■ What to work on: Output every line of the entries from the line containing "Look at the photo above. For each instance of the player's" through the last, exactly, with no other content.

■ Extracted material:
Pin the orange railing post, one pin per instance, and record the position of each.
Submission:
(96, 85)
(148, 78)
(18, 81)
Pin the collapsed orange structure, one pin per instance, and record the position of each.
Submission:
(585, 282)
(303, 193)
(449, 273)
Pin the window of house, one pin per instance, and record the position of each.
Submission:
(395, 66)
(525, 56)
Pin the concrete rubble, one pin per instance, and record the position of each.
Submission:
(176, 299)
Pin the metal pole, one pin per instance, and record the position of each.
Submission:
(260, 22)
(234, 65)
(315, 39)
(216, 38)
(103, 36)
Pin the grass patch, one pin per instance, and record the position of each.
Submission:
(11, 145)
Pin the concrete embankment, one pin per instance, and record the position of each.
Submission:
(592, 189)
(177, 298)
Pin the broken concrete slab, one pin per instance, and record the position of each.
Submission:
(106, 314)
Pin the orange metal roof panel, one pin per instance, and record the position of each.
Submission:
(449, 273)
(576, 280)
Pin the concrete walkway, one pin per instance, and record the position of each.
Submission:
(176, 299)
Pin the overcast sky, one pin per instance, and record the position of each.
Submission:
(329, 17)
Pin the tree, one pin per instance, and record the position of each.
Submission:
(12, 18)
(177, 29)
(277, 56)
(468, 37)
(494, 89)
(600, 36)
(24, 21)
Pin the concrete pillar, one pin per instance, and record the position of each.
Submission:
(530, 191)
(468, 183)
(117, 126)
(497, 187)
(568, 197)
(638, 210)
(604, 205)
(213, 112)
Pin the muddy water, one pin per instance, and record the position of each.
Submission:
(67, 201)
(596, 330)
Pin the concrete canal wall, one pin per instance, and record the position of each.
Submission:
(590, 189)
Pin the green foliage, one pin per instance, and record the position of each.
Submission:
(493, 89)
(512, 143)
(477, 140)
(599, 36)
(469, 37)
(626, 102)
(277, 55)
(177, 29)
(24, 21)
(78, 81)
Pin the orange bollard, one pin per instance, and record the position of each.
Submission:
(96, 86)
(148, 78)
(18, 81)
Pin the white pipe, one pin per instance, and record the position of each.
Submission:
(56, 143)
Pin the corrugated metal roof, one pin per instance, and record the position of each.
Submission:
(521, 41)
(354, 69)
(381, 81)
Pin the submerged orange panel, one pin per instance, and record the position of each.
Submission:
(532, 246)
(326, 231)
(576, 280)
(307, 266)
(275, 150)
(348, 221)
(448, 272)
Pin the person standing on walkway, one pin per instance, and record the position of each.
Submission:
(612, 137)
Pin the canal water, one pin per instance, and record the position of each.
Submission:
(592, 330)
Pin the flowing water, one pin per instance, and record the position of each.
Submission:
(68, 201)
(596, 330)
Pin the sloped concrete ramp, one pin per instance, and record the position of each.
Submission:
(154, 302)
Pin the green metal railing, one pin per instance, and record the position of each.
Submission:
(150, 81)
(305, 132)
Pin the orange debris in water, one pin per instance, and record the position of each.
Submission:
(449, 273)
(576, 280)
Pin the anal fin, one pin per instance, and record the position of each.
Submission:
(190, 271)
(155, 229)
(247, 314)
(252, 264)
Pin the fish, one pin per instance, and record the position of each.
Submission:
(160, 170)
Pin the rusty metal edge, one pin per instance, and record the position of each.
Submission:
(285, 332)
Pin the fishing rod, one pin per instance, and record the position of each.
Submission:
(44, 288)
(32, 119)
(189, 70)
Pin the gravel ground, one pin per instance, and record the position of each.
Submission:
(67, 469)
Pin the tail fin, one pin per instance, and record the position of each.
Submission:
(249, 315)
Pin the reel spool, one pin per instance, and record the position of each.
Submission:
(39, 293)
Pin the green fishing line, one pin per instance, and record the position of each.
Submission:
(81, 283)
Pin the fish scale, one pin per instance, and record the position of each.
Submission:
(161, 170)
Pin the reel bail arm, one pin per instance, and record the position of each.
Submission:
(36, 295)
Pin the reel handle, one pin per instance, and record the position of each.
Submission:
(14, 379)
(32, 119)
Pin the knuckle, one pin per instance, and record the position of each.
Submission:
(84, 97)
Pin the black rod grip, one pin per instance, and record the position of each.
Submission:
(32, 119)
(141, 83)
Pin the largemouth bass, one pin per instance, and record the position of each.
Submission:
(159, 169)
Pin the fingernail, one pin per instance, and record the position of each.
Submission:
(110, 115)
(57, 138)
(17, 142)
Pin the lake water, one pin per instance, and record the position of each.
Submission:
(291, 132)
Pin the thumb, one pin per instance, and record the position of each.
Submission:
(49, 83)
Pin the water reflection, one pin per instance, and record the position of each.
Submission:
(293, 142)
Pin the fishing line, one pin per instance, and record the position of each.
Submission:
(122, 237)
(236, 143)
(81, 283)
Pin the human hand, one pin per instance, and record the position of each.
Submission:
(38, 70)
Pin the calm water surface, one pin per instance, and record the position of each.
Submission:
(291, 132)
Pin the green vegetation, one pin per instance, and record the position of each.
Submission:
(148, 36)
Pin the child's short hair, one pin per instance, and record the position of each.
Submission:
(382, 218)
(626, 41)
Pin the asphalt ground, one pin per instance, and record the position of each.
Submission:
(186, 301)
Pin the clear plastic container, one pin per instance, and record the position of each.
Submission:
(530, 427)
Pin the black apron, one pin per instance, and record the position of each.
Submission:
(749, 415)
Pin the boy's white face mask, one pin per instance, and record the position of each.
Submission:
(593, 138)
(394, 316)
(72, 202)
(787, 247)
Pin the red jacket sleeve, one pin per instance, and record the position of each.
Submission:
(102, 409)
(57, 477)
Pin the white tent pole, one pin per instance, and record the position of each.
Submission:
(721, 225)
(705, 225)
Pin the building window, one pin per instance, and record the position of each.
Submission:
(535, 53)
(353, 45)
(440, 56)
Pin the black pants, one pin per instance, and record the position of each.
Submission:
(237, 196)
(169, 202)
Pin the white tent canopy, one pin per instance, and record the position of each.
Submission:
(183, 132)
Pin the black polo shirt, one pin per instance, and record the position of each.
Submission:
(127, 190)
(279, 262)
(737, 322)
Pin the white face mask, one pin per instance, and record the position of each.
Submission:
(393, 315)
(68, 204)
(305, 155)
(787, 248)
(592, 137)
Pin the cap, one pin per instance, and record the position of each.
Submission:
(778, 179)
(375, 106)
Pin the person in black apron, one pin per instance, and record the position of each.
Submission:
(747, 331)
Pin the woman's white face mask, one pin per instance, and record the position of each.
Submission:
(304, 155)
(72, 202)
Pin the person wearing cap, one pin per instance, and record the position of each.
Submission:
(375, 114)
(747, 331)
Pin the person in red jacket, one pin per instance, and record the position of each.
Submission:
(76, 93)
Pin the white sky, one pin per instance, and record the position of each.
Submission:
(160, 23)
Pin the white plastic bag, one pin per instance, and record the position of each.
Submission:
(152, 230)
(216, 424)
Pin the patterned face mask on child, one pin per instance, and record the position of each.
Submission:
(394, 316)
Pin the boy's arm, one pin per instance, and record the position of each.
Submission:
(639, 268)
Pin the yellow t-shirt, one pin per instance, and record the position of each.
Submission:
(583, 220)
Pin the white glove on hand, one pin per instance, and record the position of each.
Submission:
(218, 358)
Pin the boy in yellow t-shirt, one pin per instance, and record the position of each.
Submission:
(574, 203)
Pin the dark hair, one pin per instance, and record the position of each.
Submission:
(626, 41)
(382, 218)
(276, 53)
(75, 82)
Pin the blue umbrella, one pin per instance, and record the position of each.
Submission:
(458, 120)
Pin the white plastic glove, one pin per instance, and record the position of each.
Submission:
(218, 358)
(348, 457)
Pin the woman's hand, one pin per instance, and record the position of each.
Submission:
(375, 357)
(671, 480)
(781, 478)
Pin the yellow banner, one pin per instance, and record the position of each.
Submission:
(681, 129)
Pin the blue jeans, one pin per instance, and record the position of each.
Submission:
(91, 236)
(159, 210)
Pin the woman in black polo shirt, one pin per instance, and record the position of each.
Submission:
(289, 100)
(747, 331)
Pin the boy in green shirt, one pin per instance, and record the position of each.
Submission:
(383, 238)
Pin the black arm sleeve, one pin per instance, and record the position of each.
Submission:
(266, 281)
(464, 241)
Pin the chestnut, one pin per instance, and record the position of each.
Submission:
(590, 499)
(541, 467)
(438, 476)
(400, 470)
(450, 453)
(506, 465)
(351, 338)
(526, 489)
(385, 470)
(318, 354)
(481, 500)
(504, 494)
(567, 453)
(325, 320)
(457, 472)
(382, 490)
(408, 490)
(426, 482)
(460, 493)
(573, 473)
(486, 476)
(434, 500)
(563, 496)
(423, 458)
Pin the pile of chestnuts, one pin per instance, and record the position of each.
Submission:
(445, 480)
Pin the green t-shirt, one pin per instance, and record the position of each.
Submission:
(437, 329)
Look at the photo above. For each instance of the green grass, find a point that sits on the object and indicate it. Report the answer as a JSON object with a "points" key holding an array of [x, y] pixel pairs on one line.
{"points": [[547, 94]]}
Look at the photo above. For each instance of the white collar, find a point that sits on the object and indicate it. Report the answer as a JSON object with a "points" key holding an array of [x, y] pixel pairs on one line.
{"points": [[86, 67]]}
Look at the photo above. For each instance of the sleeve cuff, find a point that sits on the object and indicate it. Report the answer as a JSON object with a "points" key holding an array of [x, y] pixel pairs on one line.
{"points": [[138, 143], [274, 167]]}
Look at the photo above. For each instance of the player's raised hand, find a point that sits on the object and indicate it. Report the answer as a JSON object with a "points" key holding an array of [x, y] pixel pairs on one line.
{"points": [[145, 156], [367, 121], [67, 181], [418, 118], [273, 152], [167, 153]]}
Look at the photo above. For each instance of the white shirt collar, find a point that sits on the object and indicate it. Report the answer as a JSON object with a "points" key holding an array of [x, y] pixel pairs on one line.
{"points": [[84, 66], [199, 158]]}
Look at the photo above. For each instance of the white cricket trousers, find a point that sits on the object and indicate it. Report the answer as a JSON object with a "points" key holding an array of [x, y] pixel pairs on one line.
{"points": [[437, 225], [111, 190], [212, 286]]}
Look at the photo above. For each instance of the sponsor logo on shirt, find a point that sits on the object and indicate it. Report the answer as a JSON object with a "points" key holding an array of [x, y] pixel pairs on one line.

■ Correct output:
Look at the photo above. For each instance of the player's raised hand, find a point that sits on the object and indicate it. Report the answer as a JSON object with a "points" key holding an array of [x, y] pixel pairs on one line.
{"points": [[145, 156], [367, 121], [67, 181], [418, 118], [273, 152], [167, 153]]}
Look at the photo above. For each instance of the white shirt collar, find a point that sits on the object and indicate it. Report the answer as a JSON object with a "points" key holding an array of [x, y] pixel pairs on one line.
{"points": [[84, 66], [199, 158]]}
Look at the photo above. For each instance of the white cricket trousers, find a point that sits on the object and indicate it. Report the answer as a JSON object with a "points" key holding an array of [x, y] pixel pairs on one line.
{"points": [[437, 225], [111, 190], [212, 286]]}
Look at the photo above. For each instance of the sponsor logo on shirt, find a point that sits on the object and indicate it. Report the answer as a JSON object with a "points" key holding an array of [x, y] pixel pairs on one line.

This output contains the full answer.